__YOUR TASK__
Convert the records, from the line with "target | domed roof" through the last line, into a JSON list of strings with one string per line and no blank lines.

=======

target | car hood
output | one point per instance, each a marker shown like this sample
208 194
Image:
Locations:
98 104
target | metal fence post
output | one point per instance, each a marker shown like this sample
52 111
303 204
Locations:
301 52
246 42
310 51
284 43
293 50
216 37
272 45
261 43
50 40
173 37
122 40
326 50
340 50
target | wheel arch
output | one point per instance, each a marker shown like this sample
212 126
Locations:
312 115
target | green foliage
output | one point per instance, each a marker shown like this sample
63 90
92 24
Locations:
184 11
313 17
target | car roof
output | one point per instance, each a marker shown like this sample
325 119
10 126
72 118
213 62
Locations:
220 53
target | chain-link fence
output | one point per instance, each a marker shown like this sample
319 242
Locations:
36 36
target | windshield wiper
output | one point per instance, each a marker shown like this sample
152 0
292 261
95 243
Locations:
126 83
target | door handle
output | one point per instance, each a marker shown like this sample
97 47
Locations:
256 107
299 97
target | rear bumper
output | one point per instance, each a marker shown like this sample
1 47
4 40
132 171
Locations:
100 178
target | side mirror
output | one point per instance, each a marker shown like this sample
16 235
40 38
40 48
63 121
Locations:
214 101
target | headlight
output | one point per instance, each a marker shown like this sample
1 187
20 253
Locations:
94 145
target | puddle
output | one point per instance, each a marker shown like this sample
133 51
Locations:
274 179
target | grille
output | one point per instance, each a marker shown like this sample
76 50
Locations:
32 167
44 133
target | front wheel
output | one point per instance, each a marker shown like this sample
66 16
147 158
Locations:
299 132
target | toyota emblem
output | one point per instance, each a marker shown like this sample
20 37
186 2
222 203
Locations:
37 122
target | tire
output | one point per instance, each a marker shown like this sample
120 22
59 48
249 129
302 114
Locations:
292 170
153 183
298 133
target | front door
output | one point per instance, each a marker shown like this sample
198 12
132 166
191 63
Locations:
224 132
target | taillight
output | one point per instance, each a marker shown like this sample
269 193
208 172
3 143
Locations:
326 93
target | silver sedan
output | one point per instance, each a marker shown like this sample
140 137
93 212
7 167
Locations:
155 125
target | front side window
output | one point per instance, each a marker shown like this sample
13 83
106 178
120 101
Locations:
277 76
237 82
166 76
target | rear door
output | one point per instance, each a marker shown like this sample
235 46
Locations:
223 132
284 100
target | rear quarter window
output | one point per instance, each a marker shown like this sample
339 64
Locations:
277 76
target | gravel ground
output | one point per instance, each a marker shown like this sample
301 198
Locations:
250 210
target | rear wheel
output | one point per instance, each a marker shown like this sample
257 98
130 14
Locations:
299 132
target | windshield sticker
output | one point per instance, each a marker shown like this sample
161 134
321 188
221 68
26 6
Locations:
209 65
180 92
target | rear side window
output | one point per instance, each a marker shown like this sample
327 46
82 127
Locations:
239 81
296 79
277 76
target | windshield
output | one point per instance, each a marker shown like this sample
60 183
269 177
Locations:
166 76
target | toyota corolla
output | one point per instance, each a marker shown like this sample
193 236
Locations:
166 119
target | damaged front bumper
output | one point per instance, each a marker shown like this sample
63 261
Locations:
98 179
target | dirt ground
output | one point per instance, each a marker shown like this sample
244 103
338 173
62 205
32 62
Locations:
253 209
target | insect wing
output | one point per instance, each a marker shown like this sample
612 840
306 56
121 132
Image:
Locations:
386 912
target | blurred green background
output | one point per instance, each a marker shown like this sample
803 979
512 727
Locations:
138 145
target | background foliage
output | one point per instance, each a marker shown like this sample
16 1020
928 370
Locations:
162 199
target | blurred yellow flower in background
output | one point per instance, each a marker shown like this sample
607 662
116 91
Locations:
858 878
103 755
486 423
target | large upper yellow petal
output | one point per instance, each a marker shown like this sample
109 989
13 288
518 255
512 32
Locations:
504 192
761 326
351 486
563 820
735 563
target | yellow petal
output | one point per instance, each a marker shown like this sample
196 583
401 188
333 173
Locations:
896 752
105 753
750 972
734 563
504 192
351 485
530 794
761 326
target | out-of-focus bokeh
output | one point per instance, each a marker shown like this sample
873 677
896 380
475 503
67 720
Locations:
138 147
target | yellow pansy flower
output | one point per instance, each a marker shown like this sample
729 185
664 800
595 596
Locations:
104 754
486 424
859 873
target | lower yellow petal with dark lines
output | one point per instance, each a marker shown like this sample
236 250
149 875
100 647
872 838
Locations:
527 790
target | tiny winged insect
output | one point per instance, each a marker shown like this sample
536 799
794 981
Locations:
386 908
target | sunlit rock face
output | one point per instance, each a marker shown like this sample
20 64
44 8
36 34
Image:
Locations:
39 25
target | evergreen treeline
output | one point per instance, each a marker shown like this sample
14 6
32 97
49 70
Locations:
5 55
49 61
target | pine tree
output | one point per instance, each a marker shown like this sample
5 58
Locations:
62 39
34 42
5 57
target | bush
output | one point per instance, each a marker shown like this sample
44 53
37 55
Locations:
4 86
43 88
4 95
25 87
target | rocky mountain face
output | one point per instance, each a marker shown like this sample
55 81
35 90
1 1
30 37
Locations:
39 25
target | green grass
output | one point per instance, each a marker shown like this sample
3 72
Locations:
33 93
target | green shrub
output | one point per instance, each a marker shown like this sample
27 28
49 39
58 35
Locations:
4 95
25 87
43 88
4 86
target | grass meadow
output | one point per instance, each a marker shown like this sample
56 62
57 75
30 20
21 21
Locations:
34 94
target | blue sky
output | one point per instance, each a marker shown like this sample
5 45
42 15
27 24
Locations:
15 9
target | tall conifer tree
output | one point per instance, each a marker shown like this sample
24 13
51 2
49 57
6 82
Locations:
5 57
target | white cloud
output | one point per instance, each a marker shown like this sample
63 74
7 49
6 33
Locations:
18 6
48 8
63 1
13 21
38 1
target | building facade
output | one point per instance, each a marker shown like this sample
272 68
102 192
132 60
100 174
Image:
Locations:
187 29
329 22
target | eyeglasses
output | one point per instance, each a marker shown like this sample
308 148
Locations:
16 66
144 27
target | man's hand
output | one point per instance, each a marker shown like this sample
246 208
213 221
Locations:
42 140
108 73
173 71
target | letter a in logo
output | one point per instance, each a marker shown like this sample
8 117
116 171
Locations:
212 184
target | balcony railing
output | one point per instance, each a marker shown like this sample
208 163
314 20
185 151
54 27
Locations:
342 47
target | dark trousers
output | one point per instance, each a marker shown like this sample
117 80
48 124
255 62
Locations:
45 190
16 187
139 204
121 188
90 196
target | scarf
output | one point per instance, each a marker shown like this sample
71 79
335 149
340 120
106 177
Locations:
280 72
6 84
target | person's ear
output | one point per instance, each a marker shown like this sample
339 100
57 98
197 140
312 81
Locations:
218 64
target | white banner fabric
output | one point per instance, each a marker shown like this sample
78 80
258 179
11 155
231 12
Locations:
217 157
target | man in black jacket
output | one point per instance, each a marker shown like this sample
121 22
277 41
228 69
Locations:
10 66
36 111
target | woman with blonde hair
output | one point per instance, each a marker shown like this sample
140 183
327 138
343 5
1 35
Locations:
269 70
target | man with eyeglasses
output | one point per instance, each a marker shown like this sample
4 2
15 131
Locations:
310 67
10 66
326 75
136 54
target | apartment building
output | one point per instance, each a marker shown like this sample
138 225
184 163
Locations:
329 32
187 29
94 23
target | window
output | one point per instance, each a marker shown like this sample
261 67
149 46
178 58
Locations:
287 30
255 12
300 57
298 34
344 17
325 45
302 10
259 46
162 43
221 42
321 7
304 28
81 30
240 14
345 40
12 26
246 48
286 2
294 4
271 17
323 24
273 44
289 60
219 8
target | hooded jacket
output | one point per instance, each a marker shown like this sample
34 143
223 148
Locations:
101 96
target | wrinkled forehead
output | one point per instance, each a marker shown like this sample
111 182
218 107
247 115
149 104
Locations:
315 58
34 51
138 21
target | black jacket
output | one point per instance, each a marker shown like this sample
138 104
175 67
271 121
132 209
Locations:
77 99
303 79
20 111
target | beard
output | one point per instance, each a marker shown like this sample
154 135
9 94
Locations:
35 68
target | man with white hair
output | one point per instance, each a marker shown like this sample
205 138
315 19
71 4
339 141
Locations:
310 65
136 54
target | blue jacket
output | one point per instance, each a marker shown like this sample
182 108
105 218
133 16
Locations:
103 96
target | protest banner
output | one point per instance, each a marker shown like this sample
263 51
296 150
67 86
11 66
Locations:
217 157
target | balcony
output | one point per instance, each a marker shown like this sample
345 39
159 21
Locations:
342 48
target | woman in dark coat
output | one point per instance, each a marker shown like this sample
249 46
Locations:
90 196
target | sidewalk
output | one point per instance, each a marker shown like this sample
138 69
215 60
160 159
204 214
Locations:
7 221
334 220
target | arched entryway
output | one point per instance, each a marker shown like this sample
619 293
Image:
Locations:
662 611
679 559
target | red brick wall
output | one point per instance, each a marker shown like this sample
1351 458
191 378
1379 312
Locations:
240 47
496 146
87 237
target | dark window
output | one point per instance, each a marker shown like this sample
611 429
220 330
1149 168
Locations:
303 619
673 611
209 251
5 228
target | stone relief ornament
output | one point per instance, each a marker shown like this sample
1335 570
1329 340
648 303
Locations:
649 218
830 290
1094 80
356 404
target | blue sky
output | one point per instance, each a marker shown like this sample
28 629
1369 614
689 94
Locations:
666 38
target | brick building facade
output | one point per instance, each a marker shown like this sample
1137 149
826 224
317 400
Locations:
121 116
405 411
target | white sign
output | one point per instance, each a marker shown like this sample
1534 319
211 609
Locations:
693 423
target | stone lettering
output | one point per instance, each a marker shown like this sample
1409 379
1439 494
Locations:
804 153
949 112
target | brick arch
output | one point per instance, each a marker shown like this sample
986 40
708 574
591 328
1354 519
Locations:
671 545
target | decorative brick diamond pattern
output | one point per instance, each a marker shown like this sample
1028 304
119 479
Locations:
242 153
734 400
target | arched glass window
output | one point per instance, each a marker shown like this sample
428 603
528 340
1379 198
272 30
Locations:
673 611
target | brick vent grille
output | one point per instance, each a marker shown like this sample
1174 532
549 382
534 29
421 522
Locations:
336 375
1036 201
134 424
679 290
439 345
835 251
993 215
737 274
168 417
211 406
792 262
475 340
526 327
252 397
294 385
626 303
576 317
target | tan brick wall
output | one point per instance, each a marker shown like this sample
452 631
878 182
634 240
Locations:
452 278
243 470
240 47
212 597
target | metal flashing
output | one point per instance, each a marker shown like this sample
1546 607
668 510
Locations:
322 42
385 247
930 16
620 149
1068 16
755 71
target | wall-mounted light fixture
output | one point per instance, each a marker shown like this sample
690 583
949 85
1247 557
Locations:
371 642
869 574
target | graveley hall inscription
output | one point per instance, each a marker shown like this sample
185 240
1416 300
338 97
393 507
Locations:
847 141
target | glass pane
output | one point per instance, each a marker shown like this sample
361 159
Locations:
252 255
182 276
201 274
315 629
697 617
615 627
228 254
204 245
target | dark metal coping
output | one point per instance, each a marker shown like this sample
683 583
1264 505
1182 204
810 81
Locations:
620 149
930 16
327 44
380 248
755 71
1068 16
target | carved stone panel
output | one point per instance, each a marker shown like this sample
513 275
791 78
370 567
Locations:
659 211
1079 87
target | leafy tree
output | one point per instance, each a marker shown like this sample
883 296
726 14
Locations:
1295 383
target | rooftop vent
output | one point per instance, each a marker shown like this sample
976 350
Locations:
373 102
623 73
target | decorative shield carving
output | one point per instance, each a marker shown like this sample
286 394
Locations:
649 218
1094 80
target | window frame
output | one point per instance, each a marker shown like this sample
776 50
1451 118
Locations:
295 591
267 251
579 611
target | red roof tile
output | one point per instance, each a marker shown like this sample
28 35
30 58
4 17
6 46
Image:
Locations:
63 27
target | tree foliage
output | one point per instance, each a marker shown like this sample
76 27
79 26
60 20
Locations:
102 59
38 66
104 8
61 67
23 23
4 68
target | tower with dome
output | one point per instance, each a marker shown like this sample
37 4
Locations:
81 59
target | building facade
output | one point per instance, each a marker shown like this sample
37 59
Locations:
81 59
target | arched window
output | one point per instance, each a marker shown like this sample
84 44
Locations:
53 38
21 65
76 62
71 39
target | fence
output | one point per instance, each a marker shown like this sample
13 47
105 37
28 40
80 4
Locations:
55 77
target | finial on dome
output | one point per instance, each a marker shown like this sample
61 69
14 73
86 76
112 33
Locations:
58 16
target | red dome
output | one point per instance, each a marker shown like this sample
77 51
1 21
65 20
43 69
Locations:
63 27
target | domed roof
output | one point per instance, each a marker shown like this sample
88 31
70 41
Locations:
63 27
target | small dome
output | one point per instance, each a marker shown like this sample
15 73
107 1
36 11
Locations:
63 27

=======

__SOLUTION__
[
  "target | domed roof",
  "output | one point per instance, each a marker shown like this sample",
  "88 31",
  "70 41",
  "Locations:",
  "63 27",
  "target | small dome",
  "output | one point per instance, each a marker shown like this sample",
  "15 73",
  "107 1",
  "36 11",
  "Locations:",
  "63 27"
]